:: Document excerpt ::

Did you know that cats have their very own language? Experts have even suggested that they’re capable of making over 100 unique sounds in total, and each and every one of those sounds has a meaning and purpose behind it. Cats can make sounds to interact with one another, but also with their humans to try to get your attention or let you know that they’re hungry, tired, or even in pain.
In order to better understand your cat and develop a strong feline friendship with your furry buddy, it can help a lot to understand some of the many cat sounds out there and know what they mean. Read on to learn all about some of the most common (and a few less common) cat sounds so you know exactly what your cat is trying to tell you the next time they meow, purr, or howl.
The meow is the classic cat noise we all know and love. Okay, maybe we don’t love it quite as much at 4am, but it’s still a sweet sound and it’s the main way for cats to communicate with their owners. Interestingly, cats don’t really meow at each other most of the time, especially when they get older.
It’s important to understand, however, that every meow is different. Meows of different lengths, pitches, and volumes can all mean different things, so you should never assume that your cat is always trying to say the same thing with each and every meow.
2) Short Meow
A short and simple meow is often used as a greeting for cats. This is probably the sound you’ll hear when you first see your cat in the morning or when arriving home after a working day. They’ll often repeat it too like if you leave the room to go to the toilet and come back, you might get a little meow to say ‘Hi’.

:::
:: Rows ::

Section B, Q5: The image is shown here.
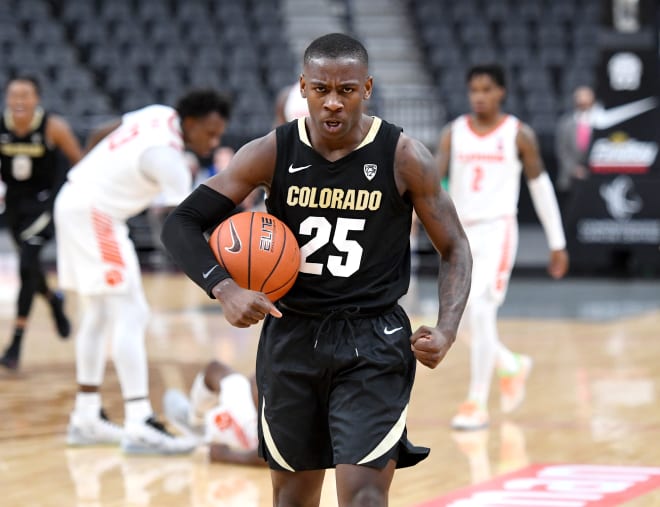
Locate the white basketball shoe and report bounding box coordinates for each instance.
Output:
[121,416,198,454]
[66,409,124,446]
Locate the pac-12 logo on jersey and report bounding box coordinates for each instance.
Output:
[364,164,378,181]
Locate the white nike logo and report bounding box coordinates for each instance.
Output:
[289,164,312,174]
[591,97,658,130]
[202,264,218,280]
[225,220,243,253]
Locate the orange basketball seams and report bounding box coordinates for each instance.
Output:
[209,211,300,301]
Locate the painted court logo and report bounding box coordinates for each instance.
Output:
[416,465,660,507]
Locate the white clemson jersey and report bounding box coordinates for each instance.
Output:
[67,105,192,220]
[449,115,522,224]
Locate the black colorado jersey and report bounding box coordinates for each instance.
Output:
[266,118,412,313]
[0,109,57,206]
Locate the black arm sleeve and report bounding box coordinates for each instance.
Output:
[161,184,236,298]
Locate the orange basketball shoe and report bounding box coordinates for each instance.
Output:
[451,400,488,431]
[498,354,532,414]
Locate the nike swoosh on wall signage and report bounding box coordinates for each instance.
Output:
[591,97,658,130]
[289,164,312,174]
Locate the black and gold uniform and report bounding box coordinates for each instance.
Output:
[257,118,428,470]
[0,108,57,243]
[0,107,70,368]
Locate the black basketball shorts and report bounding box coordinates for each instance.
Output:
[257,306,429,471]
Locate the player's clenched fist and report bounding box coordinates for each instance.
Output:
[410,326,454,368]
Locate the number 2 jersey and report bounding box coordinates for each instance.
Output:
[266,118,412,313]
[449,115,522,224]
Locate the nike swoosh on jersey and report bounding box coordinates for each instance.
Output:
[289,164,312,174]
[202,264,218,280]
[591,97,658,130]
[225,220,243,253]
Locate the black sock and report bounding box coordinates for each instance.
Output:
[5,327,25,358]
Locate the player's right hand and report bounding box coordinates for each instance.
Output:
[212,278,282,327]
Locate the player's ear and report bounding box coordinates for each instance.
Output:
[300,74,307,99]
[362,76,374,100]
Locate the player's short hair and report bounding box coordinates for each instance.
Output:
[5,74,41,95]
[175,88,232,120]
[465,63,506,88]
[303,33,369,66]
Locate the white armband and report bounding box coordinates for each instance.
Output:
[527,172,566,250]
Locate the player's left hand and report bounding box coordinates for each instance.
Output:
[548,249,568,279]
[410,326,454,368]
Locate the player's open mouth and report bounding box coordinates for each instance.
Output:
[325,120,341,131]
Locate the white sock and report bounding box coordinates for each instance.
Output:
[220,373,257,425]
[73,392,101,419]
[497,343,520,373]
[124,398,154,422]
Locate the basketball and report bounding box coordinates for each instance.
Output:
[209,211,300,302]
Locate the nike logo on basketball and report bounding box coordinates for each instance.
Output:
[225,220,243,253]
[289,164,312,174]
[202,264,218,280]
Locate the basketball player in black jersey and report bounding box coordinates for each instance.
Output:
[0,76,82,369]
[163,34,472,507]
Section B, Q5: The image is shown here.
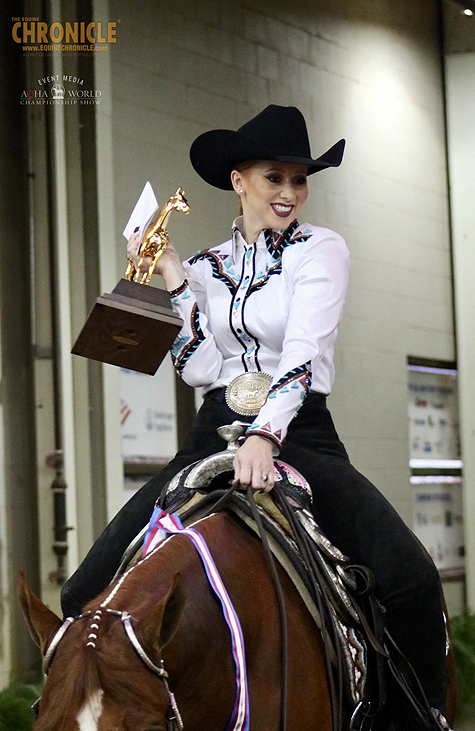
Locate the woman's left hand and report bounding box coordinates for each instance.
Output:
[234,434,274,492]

:::
:: Rows ::

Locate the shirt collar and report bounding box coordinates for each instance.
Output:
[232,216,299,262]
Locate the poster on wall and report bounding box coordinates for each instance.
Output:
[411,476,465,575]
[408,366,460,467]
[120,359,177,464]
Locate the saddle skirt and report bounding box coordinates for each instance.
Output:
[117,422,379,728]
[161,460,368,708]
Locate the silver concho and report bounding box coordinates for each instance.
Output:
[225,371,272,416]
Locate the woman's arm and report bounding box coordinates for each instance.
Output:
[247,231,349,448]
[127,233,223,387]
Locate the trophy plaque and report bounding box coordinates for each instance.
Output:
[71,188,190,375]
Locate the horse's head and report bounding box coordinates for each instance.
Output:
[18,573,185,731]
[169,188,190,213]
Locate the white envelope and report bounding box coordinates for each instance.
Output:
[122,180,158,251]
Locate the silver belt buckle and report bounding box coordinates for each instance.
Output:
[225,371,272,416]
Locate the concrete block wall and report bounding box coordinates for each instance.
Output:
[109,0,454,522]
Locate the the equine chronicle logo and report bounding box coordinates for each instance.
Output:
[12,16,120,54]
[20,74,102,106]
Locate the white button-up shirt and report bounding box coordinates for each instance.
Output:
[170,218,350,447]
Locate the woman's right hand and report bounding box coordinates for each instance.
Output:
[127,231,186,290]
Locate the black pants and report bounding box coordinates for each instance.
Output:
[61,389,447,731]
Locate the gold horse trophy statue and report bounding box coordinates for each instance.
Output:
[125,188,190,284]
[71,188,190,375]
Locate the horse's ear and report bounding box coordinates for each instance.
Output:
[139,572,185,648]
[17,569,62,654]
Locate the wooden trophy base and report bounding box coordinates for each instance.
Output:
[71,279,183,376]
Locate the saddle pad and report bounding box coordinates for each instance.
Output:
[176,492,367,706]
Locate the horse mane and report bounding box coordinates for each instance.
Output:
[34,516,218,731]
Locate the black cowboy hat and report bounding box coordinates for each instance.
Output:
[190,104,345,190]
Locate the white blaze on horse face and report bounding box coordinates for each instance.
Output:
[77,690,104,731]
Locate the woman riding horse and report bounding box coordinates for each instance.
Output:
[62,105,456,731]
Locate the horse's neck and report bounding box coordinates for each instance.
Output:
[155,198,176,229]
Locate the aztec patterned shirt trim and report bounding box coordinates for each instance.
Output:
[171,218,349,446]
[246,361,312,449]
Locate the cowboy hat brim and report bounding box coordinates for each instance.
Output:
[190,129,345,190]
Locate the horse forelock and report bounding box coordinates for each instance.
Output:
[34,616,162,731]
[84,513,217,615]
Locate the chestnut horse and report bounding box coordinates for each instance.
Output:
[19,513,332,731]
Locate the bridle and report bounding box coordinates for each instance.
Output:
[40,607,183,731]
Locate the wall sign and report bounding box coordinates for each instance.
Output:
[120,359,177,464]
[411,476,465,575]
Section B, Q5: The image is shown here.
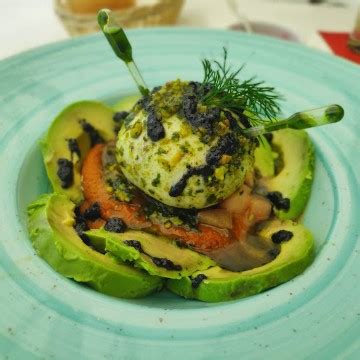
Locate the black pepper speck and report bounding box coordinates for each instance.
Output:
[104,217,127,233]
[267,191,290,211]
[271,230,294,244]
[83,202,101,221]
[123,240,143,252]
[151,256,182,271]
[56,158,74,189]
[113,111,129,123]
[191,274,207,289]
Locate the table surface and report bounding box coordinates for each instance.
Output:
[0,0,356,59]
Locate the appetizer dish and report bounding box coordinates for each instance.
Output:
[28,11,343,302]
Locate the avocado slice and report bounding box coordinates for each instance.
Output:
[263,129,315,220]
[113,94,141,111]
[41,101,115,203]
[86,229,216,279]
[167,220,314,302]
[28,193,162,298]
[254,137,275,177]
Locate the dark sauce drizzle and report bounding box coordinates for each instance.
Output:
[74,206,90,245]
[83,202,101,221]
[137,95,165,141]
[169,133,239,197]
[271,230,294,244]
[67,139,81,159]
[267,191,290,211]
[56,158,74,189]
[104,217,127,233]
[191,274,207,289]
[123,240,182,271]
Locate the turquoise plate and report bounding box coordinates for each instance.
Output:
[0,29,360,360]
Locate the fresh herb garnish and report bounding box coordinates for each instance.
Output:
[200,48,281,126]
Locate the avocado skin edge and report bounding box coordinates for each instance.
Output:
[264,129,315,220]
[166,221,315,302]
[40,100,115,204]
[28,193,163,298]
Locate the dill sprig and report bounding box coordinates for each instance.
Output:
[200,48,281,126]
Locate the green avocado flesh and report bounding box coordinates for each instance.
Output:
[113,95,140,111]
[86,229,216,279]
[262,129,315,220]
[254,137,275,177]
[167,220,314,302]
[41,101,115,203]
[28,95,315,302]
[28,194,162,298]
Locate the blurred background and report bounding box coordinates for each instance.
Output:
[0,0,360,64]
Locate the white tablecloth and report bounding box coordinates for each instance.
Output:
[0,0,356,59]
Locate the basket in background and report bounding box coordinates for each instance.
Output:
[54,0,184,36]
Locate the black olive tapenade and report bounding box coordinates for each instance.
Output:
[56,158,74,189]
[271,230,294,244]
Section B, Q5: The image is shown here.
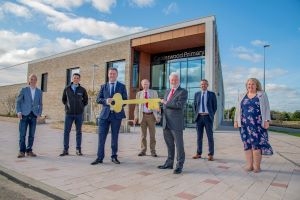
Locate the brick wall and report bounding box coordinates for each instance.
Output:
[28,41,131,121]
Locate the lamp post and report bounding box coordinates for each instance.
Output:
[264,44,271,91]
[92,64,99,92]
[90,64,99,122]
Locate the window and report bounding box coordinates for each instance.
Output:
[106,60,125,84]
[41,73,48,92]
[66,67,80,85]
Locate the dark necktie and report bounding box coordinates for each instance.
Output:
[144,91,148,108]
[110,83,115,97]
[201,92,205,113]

:::

Request A |
Answer these questions about the text on cat sounds:
(i) How many unique sounds have experts suggested cats can make?
(ii) With whom is the meow the main way for cats to communicate?
(iii) What is a short and simple meow often used as?
Request B |
In the entries, replace "report" with "list" in the lines starting with the line that contains "Locate the silver belt" and going on through the line that contains "[20,74,102,106]". Return only those lines, with everything else unchanged.

Finished answer A |
(i) Over 100
(ii) Their owners
(iii) A greeting

Finished answer B |
Locate the silver belt buckle and list bounding box coordinates for each instance.
Output:
[225,371,272,416]
Locate the concrete block wall and list bounding box coordinates for each instance.
Output:
[109,0,454,522]
Locate the the equine chronicle logo and list bounding box coordinates for each instance.
Output:
[12,16,120,54]
[20,74,102,106]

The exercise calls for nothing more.